## Job
Identify the line that contains "Question. The photograph above contains instances of the grass" in the material. Output it and every line after it, unchanged, through the end.
|---|
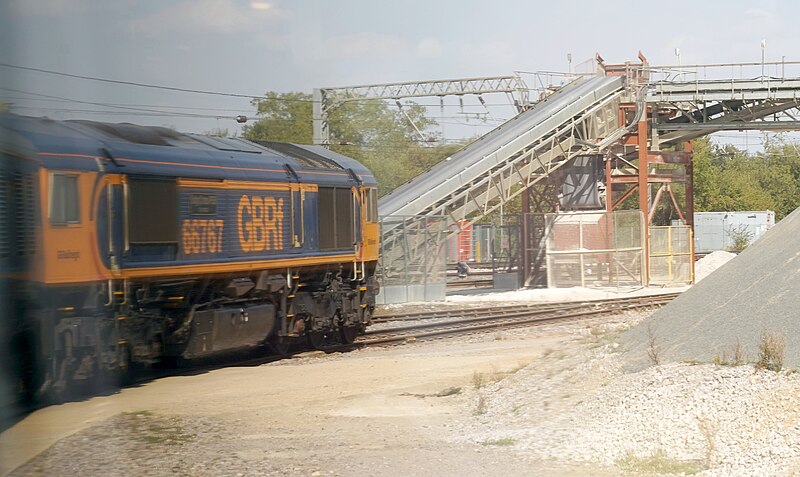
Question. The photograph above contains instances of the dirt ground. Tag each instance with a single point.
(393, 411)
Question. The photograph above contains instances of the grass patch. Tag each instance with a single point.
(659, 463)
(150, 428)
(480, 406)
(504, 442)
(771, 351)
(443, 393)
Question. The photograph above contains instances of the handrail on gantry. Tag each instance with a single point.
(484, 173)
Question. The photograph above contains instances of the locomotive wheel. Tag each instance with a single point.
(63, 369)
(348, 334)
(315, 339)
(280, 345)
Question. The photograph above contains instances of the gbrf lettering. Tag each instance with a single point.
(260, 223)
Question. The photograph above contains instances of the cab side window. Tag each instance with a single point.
|---|
## Finished exercise
Question. The photograph above contains instances of the grass patch. Tag each instance with a single point.
(659, 463)
(150, 428)
(480, 406)
(504, 442)
(771, 351)
(443, 393)
Question. The photograph above contains instances of the handrail on gantry. Tag each instance with a single point.
(484, 173)
Question. The photograph above contains instances of the locomotive wheel. Tag each instance with a single point.
(63, 369)
(348, 334)
(315, 339)
(280, 345)
Question. The photograph above contains instances of the gbrf lettering. Tag each instance with a single point.
(260, 223)
Question. The photograph above contains instances of the cab side window. Tag each instance with a single point.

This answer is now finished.